● Sayfa Alıntısı:
__________

Görülmekte olan bir dava kesin kararla sonuçlanıncaya kadar, bu dava ile ilgili hâkim veya mahkeme işlemleri hakkında mütalaa yayımlayan kişiler hakkında da birinci fıkrada yer alan cezalar uygulanır.”
.
Yukarıda yer verilen hükümden de görüleceği üzere, yargıyı etkileme suçu, “şekli suç” olarak düzenlenmiştir. Yani, suçun oluşması için haberin sonuçlarının (yargının etkilenip etkilenmediğinin) hiçbir önemi bulunmamaktadır. Madde hükmü kapsamındaki filin işlenmesi yeterlidir. Dolayısıyla, “kısmen de olsa” vergi suçu raporunun içeriğinin yayınlanması suçun oluşması için yeterlidir.
.
Vergi suçu raporunun içeriğinin yayınlanmasıyla birlikte, konu hakkında yorum ve görüşlere yer verilmesi halinde ise olayın boyutları değişmektedir. Özellikle, haber sınırlarını aşarak raporda ileri sürülen hususları destekleyici ya da çürütücü yorumlara yer verilmesi, yorum sahibinin “adil yargılamayı etkilemeye teşebbüs” suçunu işlemesine neden olabilmektedir. Söz konusu suç Türk Ceza Kanunu’nun 288. maddesinde şu şekilde düzenlenmiştir:
.
“Bir olayla ilgili olarak başlatılan soruşturma veya kovuşturma kesin hükümle sonuçlanıncaya kadar savcı, hâkim, mahkeme, bilirkişi veya tanıkları etkilemek amacıyla alenen sözlü veya yazılı beyanda bulunan kişi, altı aydan üç yıla kadar hapis cezası ile cezalandırılır.”
Vergi suçu raporuna dayalı olarak yapılan haberin adil yargılamayı etkilemeye teşebbüs suçunu oluşturması için, haber (veya yorum) içeriğinde konuya ilişkin değer yargılarını içeren “görüşlere” yer verilmesi gerekmektedir.
.

__________

● Kayıtlı Veriler:

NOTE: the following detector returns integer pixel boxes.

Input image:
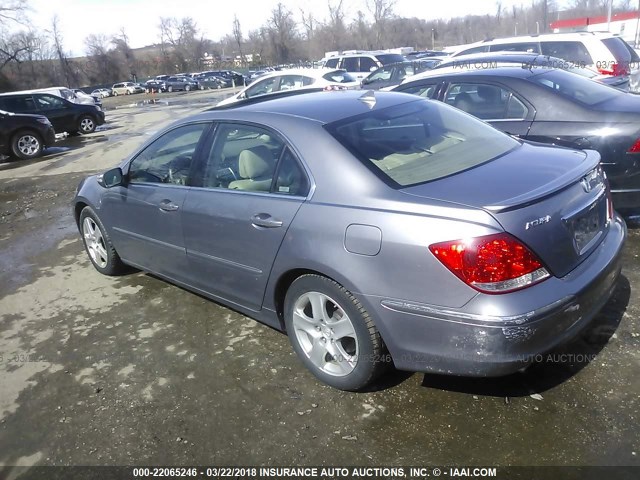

__________

● Hedefler:
- 1) Sayfa alıntısına göre Türk Ceza Kanunu'nun 288. maddesinde düzenlenen suç için öngörülen ceza nedir?
- 2) Sayfa alıntısında "Vergi suçu raporuna" ifadesinden "yer verilmesi gerekmektedir." ifadesine kadar olan bölümü, "değer yargılarını" yerine "öznel değerlendirmeleri" kullanarak yeniden yazın.
Bu işlemler için listeye başvurmak gerekmez.

● Görevlere Göre Çıktılar:
- 1) Altı aydan üç yıla kadar hapis cezası.

- 2)
Vergi suçu raporuna dayalı olarak yapılan haberin adil yargılamayı etkilemeye teşebbüs suçunu oluşturması için, haber (veya yorum) içeriğinde konuya ilişkin öznel değerlendirmeleri içeren “görüşlere” yer verilmesi gerekmektedir.